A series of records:
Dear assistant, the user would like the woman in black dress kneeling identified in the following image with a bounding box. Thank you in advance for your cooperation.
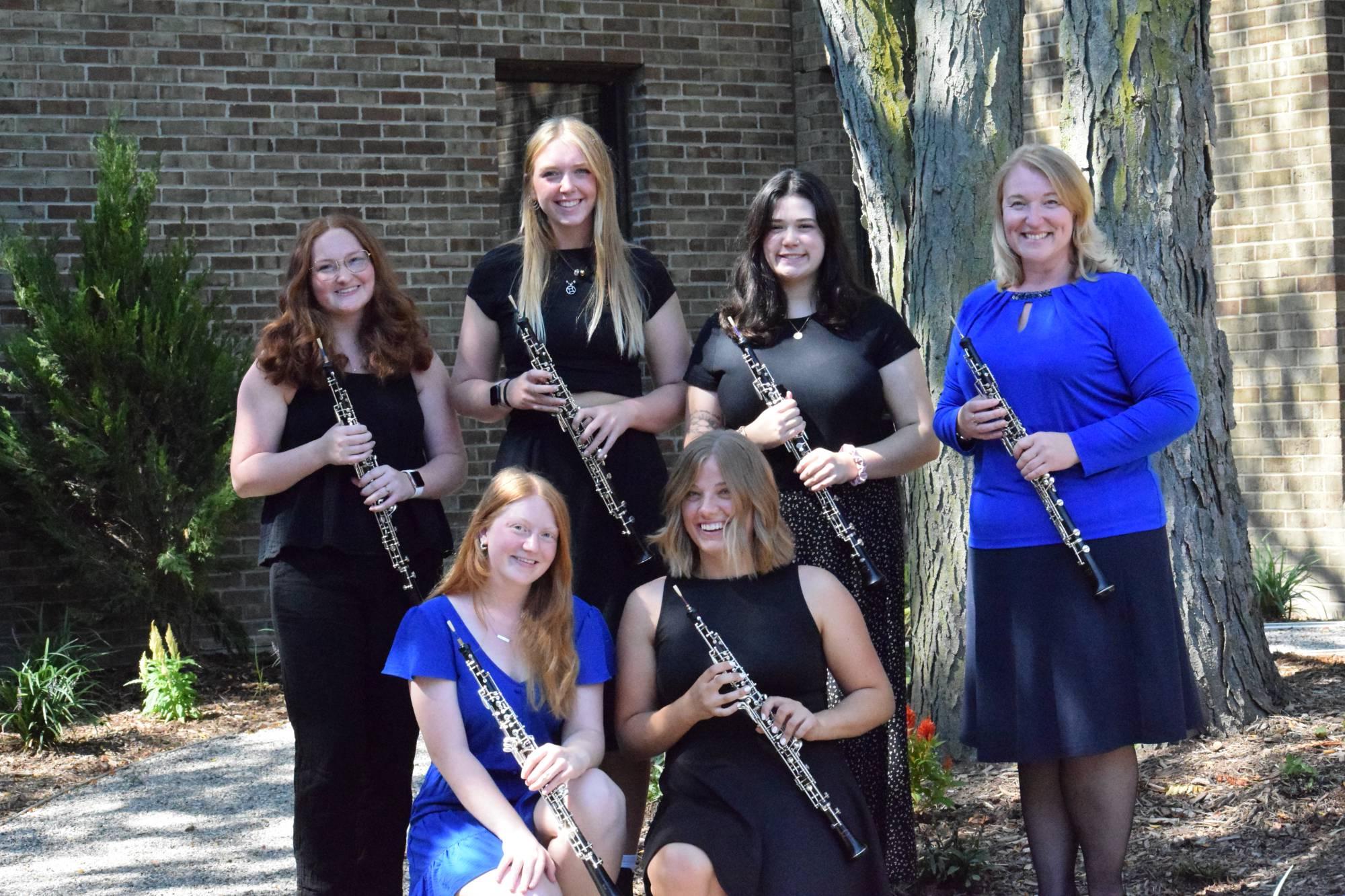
[686,168,939,881]
[616,430,894,896]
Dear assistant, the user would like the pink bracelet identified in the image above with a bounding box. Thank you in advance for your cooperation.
[841,442,869,486]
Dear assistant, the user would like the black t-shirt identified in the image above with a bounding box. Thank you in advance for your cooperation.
[685,298,920,490]
[467,242,675,395]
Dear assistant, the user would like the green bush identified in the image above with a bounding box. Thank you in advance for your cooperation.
[0,638,94,752]
[1252,541,1317,622]
[916,825,990,892]
[126,623,200,721]
[0,121,247,645]
[1279,754,1317,797]
[907,704,958,811]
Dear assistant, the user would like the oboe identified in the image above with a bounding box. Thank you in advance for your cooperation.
[952,319,1115,598]
[508,296,652,564]
[672,585,869,858]
[317,339,420,598]
[728,317,882,587]
[445,620,617,896]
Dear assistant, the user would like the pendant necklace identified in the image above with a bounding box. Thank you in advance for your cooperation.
[555,249,589,296]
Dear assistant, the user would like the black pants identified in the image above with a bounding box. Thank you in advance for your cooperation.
[270,548,440,896]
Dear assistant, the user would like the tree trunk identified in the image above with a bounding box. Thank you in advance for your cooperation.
[819,0,915,308]
[820,0,1022,745]
[1060,0,1280,728]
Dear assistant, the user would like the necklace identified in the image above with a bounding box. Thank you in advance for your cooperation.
[482,604,512,645]
[784,315,812,339]
[555,249,589,296]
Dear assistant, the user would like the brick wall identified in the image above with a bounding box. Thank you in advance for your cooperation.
[0,0,845,643]
[1024,0,1345,616]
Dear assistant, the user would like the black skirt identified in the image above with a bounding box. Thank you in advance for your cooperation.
[962,529,1204,763]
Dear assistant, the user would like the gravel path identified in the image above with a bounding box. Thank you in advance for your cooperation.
[0,725,429,896]
[0,622,1345,896]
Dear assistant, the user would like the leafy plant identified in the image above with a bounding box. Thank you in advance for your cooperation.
[644,754,667,806]
[1252,541,1317,622]
[907,704,958,811]
[126,623,200,721]
[1279,754,1317,797]
[253,628,280,688]
[0,121,247,643]
[0,638,94,752]
[916,825,990,889]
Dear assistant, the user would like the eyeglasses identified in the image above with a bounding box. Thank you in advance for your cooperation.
[312,251,374,282]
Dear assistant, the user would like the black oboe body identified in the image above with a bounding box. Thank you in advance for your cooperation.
[317,339,420,598]
[448,622,619,896]
[728,317,882,588]
[508,296,652,564]
[672,585,869,860]
[954,320,1115,598]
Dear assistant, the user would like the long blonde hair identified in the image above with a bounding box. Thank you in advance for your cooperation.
[514,116,644,358]
[434,467,580,719]
[990,142,1120,289]
[650,429,794,577]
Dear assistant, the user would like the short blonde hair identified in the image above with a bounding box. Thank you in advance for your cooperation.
[651,429,794,577]
[990,142,1119,289]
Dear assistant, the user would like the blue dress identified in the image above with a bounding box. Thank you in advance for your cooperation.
[383,595,615,896]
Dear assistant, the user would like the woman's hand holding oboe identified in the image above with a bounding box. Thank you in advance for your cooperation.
[1013,432,1079,482]
[958,395,1009,441]
[738,391,806,451]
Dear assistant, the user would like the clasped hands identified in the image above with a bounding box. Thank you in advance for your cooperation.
[504,367,633,458]
[319,423,416,513]
[495,744,588,893]
[683,662,819,745]
[742,391,859,491]
[958,395,1079,482]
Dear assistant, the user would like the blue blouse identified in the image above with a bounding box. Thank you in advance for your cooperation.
[933,272,1198,548]
[383,595,615,826]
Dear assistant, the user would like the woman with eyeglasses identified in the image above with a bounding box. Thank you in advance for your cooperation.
[453,117,691,884]
[230,214,467,896]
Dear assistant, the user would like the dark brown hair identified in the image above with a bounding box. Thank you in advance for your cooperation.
[720,168,870,344]
[256,212,434,387]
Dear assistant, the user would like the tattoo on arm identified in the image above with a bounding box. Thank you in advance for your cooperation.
[686,410,724,436]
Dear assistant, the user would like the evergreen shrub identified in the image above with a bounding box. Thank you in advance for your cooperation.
[0,121,247,645]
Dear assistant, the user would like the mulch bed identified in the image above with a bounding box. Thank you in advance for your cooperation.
[0,655,1345,896]
[915,655,1345,896]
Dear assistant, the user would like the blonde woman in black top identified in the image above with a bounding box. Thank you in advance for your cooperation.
[452,117,690,882]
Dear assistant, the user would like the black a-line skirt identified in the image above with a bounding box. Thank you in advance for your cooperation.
[962,529,1204,762]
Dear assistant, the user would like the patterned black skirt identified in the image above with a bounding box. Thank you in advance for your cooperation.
[780,479,916,881]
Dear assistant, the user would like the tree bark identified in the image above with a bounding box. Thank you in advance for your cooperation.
[1060,0,1280,728]
[820,0,1022,745]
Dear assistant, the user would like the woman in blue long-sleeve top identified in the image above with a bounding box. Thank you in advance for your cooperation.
[935,145,1201,896]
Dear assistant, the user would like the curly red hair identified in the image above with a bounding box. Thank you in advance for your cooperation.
[256,214,434,387]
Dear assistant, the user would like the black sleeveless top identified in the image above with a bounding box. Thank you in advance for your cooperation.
[644,564,888,896]
[257,372,453,567]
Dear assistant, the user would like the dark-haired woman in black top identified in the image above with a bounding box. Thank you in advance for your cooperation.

WHAT IS NEEDED:
Rewrite all the records above as a numbered list, one line per item, skipping blank lines and omitting the pictures.

TASK SOLUTION:
1. Dear assistant, the user would like the woman in black dress kneeling identified in the following image with a bounding box. Thank you in advance for your cooperation.
2. [686,168,939,881]
3. [616,430,894,896]
4. Dear assistant, the user would like the pink bracelet identified in the image above with a bounding box. Thank you in advance for your cooperation.
5. [841,442,869,486]
6. Dear assistant, the user would like the black t-shirt identified in the image above with a bounding box. Thank you in advance for your cooperation.
7. [685,298,920,490]
8. [467,242,675,395]
9. Dear assistant, the user would like the green bush identified in the image above with a bounding box. Thank you in advance for your cooperation.
10. [0,638,94,752]
11. [1252,541,1317,622]
12. [916,825,990,892]
13. [126,623,200,721]
14. [0,121,247,645]
15. [1279,754,1317,797]
16. [907,704,958,811]
17. Dear assistant, the user would like the oboe identified in the image above with a bounding box. Thank you in advance for your cooperation.
18. [952,319,1115,598]
19. [508,296,652,564]
20. [672,585,869,858]
21. [317,339,420,598]
22. [728,317,882,587]
23. [445,620,617,896]
24. Dear assistant, the user would like the pendant necklace identified in the image above with a bounding box. Thank you in advance for your cooperation.
25. [555,249,589,296]
26. Dear assistant, the user would like the black pants identified in the image above with a bounding box. Thank you in advance for your cooperation.
27. [270,548,440,896]
28. Dear assistant, the user would like the tree trunk identified in the image above with a bounding box. Thank you in advance for your cooperation.
29. [819,0,915,308]
30. [820,0,1022,745]
31. [1060,0,1280,728]
32. Dear assistant, the user would like the necklace identified in the image above with a bounding box. Thank you in advance for your cooperation.
33. [482,604,512,645]
34. [784,315,812,339]
35. [555,249,589,296]
36. Dear assistant, the user would like the brick wall identified in the image above with a bounding box. Thank you in advance for your cooperation.
37. [0,0,845,643]
38. [1024,0,1345,616]
39. Dear assistant, the user would like the black skirt identified in the image above with a bounding box. Thank you in advance for your cooperation.
40. [962,529,1204,763]
41. Dear assistant, the user would like the gravel path identified in the image above with a bounding box. Thank you in advance for your cooperation.
42. [0,725,429,896]
43. [0,622,1345,896]
44. Dear assistant, the user would like the leafy plant identified in the image above with a bounding box. Thank you in advance for your cooperation.
45. [644,754,667,806]
46. [1252,541,1317,622]
47. [907,704,958,811]
48. [126,623,200,721]
49. [1279,754,1317,797]
50. [253,628,280,688]
51. [0,121,247,643]
52. [0,638,94,752]
53. [916,825,990,889]
54. Dear assistant, the user would like the eyeglasses identified in the image above with a bounding box. Thank you in advance for your cooperation.
55. [312,251,374,282]
56. Dear assistant, the user would like the black oboe body identified in the image above with a bounding box. Thank you in advance for your cooperation.
57. [317,339,420,598]
58. [448,622,619,896]
59. [728,317,882,588]
60. [508,296,652,564]
61. [672,585,869,860]
62. [954,320,1115,598]
63. Dear assistant, the user would like the long blonde hair identified in the image above with a bounding box. Thank you in advance for your cooperation.
64. [514,116,644,358]
65. [434,467,580,719]
66. [990,142,1120,289]
67. [650,429,794,577]
68. Dear assistant, the user would like the short blonde hair identified in the image above with a bounding box. Thank you in advance for your cooperation.
69. [651,429,794,577]
70. [990,142,1119,289]
71. Dear assistant, the user would like the blue dress identified in the image above with a bounding box. Thank you in advance for your cooperation.
72. [383,595,615,896]
73. Dear assistant, the user would like the woman's hand holding oboe identified in the image above with a bounding box. Thank you in advance for your cooperation.
74. [1013,432,1079,482]
75. [958,395,1009,441]
76. [738,391,806,451]
77. Dear assistant, the user would like the clasped hands identified in the image above with a bounding box. Thank you in advance for your cooperation.
78. [504,367,633,458]
79. [319,423,416,513]
80. [495,744,588,893]
81. [683,662,819,745]
82. [742,391,859,491]
83. [958,395,1079,482]
84. Dear assistant, the user would like the blue blouse identified in the image above with a bounding box. Thank you in advance for your cooperation.
85. [933,272,1198,548]
86. [383,595,615,826]
87. Dear assistant, the user would like the woman with eyeglasses identified in the image above with a bounding box. Thank you in advance for your cooperation.
88. [453,117,691,884]
89. [230,214,467,896]
90. Dear assistant, the user would like the dark brown hair identified in the image above with a bounding box. Thank you in advance for your cooperation.
91. [720,168,870,344]
92. [256,212,434,387]
93. Dear assistant, the user would like the tattoo on arm identified in the image above with a bounding box. Thank you in advance for your cooperation.
94. [686,410,724,436]
95. Dear assistant, the user would like the evergreen shrub identified in the image above with a bounding box. Thank you in advance for your cooperation.
96. [0,121,247,645]
97. Dear assistant, the user would like the mulch bed identified in the image above with a bounding box. Thank you in advance for your cooperation.
98. [0,655,1345,896]
99. [915,655,1345,896]
100. Dear assistant, the user would like the blonde woman in black top identified in the image above with a bounding box. Thank you in advance for your cooperation.
101. [452,117,690,882]
102. Dear assistant, the user would like the black a-line skirt identified in the image above with a bounding box. Thank you in advance for your cooperation.
103. [962,529,1204,762]
104. Dear assistant, the user would like the patterned black skirt identified in the image above with a bounding box. Thank you in advance for your cooperation.
105. [780,479,916,881]
106. Dear assistant, the user would like the tree bark identified in the image above with a bounding box. Thank you in advance for your cooperation.
107. [1060,0,1280,728]
108. [820,0,1022,745]
109. Dear assistant, the user would like the woman in blue long-sleeve top identified in the image above with a bounding box. Thank you in advance for your cooperation.
110. [935,145,1201,896]
111. Dear assistant, the user would like the curly red hair identified in the image above with a bounding box. Thank you in advance for your cooperation.
112. [256,214,434,387]
113. Dear assistant, the user would like the black sleeveless top identified in the image above with a bounding box. Thank you in advance for your cooperation.
114. [644,564,888,896]
115. [257,372,453,567]
116. Dear assistant, the user would like the dark-haired woman in black top identified in the image above with a bounding box. Thank you in advance for your cooperation.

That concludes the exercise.